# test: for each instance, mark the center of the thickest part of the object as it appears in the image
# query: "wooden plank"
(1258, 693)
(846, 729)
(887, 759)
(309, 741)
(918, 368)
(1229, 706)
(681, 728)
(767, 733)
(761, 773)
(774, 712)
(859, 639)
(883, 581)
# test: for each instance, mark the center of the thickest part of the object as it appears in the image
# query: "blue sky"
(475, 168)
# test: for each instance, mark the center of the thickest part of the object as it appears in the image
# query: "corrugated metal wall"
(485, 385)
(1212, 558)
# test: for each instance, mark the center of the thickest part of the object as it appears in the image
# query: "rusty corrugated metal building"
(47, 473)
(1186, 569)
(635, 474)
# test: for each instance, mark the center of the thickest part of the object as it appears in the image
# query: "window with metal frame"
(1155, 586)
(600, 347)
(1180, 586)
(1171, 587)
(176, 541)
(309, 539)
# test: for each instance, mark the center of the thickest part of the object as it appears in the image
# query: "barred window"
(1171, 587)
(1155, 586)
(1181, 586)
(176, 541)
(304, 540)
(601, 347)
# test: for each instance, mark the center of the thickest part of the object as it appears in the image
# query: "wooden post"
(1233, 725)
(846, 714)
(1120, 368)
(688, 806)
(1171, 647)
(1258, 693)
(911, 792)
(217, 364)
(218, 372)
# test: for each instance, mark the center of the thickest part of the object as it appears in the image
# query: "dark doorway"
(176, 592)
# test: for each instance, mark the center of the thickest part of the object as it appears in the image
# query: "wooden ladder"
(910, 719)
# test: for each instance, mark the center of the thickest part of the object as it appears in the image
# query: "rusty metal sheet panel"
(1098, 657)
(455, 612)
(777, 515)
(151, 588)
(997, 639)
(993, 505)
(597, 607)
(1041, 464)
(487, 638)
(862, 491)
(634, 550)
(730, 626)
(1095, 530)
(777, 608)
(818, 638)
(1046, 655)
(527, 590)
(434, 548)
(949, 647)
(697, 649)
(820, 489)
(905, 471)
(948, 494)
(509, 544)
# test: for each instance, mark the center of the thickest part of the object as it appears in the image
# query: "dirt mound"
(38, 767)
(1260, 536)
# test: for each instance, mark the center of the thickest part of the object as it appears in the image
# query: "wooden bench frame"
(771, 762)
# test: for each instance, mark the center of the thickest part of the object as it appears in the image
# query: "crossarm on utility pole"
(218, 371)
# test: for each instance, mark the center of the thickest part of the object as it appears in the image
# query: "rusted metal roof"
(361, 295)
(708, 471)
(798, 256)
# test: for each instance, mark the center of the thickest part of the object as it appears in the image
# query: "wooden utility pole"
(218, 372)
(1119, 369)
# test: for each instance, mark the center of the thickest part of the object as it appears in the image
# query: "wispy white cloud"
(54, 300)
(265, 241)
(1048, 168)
..........
▸ **Task directions**:
Each record above has to be set down again, exactly and completely.

▸ **Written solution**:
# test: for each instance, mark the center of the thickest part of the object as it appears in the image
# query: "wooden plank"
(1258, 693)
(846, 729)
(887, 759)
(309, 741)
(918, 368)
(1229, 706)
(681, 728)
(767, 733)
(761, 773)
(774, 712)
(859, 639)
(883, 581)
# test: for each instance, mark the center of the thickest part of the object as it appears in the image
# query: "blue sky"
(475, 168)
# test: for each instance, mark the center of the thickest part of the object as it appears in the image
# query: "corrugated metal wall"
(485, 385)
(1212, 558)
# test: for each instance, mark the center of the thickest part of the object as it appears in the image
# query: "rusty corrugated metal building"
(47, 473)
(1186, 569)
(635, 474)
# test: for each instance, mark the center of the thickest part of the object as it appears in the image
# query: "window with metal frame"
(1155, 586)
(600, 347)
(1180, 586)
(1171, 587)
(176, 541)
(309, 539)
# test: for each instance, mark the center of the thickest part of the object as it appears in the image
# query: "barred window"
(1171, 587)
(1155, 586)
(1181, 586)
(176, 541)
(304, 540)
(601, 347)
# test: for each instance, mark the center of the thickest part of the object as it appears in the image
# query: "wooden post"
(1233, 725)
(846, 714)
(1120, 368)
(688, 806)
(1171, 647)
(1258, 693)
(911, 792)
(217, 364)
(218, 372)
# test: for each instance, mark the center of the thickest part of the object as it appears in the image
# query: "dark doorway"
(176, 592)
# test: for each instance, mark the center of the thickest part of the object as it appears in the image
# query: "wooden ladder"
(910, 719)
# test: for each instance, mark the center of the thickest part of the object as it appears in the image
# query: "rusty metal sheet panel"
(1098, 657)
(455, 612)
(777, 515)
(151, 588)
(997, 639)
(993, 505)
(597, 607)
(1041, 464)
(487, 638)
(862, 491)
(634, 550)
(730, 626)
(1095, 530)
(777, 608)
(818, 638)
(1046, 655)
(527, 590)
(434, 548)
(949, 647)
(697, 649)
(820, 489)
(905, 471)
(948, 494)
(509, 544)
# test: for each instance, mark the center of the thickest part of the object as it appears in the image
# query: "dirt mound"
(38, 767)
(1260, 536)
# test: for each instance, mark the center of the thickest part of the object as it appears in the image
# query: "wooden bench frame"
(771, 762)
# test: for each instance, mark the center of the thickest part of the object as it appears in the image
# query: "crossarm on utility pole"
(218, 371)
# test: for each instance, mark the center of the thickest part of the object as it appears in the image
# query: "rusted metal roof"
(361, 295)
(708, 471)
(798, 256)
# test: for each instance, mark the center of the thickest part of the object as it appears in the image
# query: "wooden utility pole"
(218, 372)
(1119, 369)
# test: for each instance, mark the center of the thickest part of the object as it appears in the image
# query: "wispy white cloud"
(54, 300)
(265, 241)
(1048, 168)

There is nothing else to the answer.